» **Excerpt provided**
- Opening Delimiter -
Some tips with *old* PC hardware:
* If you computer can use a graphic chip/card instead of a intel graphics, use it. The Intel graphics shares memory and periodically and unpredictably accesses the hard drive and CPU. I was prone to spikes of activity (which caused red lines in Pianoteq) especially when I was under 5ms. (This Sony gives a choice between NVIDIA GeForce 8400 vs Intel GMA X3100)
* Turn off any unnecessary services when using Pianoteq. I'm basically using this laptop for Pianoteq exclusively (it's basically like a single-purpose Piano sound module for me), so with everything stable and installed, I turn off WiFi and even Windows Defender. Both of these cause intermittent processor spikes, particularly Windows Defender.
- Closing Delimiter -
» **Source data**
- Opening Delimiter -
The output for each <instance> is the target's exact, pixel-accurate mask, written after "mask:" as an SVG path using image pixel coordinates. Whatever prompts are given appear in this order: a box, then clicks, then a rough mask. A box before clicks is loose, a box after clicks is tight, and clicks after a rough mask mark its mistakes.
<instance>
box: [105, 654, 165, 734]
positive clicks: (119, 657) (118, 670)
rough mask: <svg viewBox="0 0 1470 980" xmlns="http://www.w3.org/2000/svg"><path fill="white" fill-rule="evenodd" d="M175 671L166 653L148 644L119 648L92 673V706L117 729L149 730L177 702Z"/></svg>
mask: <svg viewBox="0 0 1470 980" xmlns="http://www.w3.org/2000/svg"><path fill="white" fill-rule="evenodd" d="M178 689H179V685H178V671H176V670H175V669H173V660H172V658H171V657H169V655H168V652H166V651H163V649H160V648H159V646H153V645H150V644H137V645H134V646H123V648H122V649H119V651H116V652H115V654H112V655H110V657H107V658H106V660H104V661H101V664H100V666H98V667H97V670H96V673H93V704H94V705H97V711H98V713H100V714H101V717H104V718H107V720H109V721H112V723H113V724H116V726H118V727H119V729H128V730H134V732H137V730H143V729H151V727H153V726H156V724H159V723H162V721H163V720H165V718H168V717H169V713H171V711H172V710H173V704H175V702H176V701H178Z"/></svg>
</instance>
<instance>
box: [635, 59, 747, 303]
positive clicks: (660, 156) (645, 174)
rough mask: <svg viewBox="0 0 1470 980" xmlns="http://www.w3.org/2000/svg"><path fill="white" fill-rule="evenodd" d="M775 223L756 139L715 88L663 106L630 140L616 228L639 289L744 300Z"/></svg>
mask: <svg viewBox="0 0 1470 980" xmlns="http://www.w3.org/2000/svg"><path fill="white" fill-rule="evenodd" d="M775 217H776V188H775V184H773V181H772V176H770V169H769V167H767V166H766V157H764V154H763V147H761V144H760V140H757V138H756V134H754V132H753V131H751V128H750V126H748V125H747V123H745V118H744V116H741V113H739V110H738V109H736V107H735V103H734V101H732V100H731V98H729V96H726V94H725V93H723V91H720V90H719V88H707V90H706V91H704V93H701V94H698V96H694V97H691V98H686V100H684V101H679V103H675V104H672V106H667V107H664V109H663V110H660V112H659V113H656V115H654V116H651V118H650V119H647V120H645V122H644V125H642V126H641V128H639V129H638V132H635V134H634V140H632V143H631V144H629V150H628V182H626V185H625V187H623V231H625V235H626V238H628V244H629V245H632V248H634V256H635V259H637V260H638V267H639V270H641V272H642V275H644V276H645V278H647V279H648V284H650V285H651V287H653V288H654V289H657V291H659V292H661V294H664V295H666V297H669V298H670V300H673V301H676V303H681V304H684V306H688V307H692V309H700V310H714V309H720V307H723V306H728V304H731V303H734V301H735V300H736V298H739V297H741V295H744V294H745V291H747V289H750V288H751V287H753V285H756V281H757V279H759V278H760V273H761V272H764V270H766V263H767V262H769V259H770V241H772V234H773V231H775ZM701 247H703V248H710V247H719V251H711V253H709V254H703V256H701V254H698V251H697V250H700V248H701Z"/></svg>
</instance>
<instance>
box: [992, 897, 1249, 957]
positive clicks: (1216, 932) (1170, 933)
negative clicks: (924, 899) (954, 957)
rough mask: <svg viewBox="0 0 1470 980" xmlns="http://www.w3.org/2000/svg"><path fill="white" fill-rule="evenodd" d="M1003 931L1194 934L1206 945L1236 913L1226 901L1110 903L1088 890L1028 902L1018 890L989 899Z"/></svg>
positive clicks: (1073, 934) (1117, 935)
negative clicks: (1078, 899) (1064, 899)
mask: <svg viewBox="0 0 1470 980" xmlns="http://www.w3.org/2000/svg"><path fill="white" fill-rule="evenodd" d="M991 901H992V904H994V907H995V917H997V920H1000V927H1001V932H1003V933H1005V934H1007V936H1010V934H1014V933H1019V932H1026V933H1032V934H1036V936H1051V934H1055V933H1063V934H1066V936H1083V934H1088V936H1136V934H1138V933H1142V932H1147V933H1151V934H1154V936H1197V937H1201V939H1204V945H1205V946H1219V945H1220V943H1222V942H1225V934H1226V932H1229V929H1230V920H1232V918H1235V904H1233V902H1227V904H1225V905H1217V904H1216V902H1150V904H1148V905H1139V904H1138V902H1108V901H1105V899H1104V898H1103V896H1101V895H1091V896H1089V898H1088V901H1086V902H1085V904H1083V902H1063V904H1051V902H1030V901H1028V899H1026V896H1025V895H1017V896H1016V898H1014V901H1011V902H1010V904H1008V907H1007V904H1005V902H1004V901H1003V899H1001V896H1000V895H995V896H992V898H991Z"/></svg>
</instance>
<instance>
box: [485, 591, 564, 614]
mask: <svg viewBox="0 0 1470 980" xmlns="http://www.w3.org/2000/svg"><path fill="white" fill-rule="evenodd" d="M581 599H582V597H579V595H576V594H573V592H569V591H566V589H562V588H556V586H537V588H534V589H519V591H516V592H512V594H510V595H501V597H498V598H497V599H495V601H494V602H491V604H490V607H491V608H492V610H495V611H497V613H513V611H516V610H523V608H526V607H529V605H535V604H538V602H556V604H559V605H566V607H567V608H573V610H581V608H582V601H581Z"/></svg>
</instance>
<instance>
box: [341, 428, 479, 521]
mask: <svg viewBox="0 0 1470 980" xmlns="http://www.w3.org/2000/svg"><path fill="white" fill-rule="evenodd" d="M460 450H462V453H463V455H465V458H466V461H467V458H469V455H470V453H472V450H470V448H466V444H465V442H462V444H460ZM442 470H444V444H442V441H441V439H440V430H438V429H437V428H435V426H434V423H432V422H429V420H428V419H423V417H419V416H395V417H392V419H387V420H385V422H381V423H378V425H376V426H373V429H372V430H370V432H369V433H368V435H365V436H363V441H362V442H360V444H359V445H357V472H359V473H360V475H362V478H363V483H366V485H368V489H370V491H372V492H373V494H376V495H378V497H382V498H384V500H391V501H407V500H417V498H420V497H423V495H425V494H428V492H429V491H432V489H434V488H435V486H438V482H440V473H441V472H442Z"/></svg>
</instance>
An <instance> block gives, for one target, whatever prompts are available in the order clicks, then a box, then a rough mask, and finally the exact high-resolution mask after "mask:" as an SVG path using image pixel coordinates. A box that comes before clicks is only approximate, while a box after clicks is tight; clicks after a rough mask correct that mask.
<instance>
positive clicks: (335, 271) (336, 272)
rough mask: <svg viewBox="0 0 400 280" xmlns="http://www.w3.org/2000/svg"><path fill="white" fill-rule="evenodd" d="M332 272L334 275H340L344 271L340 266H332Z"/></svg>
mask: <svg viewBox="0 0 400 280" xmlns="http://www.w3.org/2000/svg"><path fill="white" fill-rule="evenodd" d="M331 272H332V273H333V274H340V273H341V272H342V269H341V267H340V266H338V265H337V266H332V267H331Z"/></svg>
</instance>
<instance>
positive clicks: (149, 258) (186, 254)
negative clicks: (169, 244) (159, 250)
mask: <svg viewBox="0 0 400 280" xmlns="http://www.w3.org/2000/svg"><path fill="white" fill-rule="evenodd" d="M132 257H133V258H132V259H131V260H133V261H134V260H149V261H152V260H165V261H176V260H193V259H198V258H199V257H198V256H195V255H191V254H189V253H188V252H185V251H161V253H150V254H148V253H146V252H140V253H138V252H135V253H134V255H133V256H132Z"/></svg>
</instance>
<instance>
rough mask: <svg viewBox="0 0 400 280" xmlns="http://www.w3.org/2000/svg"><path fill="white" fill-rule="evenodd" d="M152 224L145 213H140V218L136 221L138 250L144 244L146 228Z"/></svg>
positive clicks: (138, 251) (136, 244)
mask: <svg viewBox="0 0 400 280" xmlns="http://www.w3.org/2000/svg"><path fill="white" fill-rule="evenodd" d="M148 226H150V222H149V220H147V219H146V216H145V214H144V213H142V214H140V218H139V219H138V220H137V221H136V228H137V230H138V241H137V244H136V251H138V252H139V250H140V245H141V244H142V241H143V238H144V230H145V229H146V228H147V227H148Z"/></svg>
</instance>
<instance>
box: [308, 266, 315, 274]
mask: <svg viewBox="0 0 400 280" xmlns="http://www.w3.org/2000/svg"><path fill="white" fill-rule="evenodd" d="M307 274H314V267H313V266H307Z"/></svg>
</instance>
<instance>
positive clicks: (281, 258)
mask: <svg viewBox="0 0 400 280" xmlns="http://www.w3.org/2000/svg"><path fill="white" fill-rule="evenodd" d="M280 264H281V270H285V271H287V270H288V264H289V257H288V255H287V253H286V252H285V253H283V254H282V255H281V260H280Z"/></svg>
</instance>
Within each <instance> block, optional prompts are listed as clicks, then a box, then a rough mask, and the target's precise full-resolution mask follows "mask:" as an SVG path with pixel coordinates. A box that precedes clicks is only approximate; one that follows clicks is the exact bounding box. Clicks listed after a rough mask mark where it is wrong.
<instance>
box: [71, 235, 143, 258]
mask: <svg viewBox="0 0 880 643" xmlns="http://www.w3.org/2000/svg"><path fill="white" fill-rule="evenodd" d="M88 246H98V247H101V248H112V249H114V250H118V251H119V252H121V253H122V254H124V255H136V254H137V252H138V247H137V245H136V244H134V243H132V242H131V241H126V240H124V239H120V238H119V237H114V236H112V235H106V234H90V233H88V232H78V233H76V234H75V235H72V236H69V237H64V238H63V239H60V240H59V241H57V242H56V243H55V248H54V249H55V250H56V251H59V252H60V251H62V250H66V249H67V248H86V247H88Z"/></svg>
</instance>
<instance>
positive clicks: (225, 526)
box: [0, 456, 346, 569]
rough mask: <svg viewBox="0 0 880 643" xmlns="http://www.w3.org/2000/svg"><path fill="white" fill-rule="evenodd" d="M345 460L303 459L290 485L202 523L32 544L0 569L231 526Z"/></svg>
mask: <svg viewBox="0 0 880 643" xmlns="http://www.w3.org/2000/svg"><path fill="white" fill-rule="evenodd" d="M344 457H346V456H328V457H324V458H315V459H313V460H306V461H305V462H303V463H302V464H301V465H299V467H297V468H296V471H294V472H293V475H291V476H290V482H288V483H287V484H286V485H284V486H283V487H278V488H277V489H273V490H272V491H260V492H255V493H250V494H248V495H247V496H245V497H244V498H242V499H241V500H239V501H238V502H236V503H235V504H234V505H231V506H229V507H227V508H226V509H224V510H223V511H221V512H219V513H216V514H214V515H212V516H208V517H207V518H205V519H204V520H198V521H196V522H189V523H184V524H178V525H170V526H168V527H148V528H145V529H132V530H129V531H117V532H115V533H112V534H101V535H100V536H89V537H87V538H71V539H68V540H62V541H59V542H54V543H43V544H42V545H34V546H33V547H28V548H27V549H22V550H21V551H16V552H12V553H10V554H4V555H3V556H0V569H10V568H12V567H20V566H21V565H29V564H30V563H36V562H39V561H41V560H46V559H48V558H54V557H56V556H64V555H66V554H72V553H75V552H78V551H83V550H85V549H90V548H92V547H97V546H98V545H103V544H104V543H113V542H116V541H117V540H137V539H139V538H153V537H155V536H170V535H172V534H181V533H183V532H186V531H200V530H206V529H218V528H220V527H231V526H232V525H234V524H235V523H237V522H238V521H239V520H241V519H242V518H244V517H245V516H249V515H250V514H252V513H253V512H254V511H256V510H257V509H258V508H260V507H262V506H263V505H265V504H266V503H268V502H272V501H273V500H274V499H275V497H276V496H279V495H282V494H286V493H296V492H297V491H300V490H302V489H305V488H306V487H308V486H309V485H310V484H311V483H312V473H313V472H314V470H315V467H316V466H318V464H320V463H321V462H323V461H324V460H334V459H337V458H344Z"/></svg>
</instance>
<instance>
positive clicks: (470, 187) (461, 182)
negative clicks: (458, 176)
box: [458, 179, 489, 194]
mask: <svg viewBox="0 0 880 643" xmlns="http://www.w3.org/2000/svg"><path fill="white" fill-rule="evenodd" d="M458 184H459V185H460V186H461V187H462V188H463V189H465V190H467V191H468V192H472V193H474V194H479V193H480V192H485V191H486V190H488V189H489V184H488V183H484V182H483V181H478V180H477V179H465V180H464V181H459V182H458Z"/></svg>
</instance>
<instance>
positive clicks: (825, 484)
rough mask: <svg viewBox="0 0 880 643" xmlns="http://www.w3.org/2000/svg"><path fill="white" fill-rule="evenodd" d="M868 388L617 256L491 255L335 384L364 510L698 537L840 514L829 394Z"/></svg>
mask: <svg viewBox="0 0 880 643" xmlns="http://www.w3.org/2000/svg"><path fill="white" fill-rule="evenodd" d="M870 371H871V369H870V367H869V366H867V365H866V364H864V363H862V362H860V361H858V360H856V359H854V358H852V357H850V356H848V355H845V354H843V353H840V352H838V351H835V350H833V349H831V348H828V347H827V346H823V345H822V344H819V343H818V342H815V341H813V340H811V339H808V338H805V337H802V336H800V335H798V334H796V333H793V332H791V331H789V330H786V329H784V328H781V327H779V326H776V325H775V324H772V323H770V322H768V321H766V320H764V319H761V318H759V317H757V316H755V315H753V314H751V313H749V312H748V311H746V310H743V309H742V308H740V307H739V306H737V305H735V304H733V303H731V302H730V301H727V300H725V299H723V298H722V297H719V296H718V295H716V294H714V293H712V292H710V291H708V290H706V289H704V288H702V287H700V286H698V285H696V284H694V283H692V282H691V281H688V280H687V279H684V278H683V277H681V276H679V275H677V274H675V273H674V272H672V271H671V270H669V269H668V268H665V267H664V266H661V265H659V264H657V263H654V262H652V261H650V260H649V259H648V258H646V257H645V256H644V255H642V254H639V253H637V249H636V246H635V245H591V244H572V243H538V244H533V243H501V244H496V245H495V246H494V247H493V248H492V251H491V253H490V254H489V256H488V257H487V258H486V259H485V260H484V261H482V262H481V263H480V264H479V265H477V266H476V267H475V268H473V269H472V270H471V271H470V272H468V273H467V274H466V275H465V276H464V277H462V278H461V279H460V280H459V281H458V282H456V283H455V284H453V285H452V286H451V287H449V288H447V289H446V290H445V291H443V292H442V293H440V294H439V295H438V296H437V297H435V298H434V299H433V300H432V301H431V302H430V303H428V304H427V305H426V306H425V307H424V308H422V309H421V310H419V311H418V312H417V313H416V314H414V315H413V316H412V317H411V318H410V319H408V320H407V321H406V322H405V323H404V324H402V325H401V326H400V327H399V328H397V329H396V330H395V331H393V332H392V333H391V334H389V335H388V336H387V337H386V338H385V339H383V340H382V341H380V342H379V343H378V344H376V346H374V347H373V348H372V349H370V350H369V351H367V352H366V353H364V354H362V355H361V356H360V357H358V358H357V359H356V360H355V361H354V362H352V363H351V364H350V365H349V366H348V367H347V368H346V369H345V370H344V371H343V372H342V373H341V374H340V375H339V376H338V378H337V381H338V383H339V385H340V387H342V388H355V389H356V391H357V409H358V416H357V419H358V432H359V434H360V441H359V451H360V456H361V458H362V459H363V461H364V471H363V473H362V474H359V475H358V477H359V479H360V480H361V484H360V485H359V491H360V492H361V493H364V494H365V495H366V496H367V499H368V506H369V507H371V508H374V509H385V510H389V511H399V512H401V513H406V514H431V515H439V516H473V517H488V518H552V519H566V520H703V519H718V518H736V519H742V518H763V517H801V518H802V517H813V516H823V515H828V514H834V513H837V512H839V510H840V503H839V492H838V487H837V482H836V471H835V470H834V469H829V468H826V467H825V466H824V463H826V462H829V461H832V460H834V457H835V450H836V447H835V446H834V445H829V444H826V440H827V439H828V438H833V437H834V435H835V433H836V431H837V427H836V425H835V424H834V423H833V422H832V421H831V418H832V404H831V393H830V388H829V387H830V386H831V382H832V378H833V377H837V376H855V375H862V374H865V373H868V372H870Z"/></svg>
- Closing Delimiter -
» **Complete the following**
• a. Repeat the records word for word, from their first line through the line containing "671L166 653L148 644L119", inclusive.
• b. Continue the tips on running Pianoteq on old PC hardware from the point where they stop.

» **Answers below**
• a.
The output for each <instance> is the target's exact, pixel-accurate mask, written after "mask:" as an SVG path using image pixel coordinates. Whatever prompts are given appear in this order: a box, then clicks, then a rough mask. A box before clicks is loose, a box after clicks is tight, and clicks after a rough mask mark its mistakes.
<instance>
box: [105, 654, 165, 734]
positive clicks: (119, 657) (118, 670)
rough mask: <svg viewBox="0 0 1470 980" xmlns="http://www.w3.org/2000/svg"><path fill="white" fill-rule="evenodd" d="M175 671L166 653L148 644L119 648L92 673V706L117 729L149 730L177 702Z"/></svg>

• b.
* ASIO4All - The default Windows Driver for the sound actually worked quite well (under 5ms reliably), but the free ASIO4All driver allowed me to go all the way down to 1.3ms)

I generally get a score of 39 with this laptop, despite its age. (it's getting close to 13 years old) There are probably a few other services I could shut down for even better efficiency.

My only complaint is that CPU usage while playing is in the 20-30% range and that activates the fan on the laptop. When I get around to it I'll see if I can modify the target temperature or fan speed so it has a slightly higher threshold.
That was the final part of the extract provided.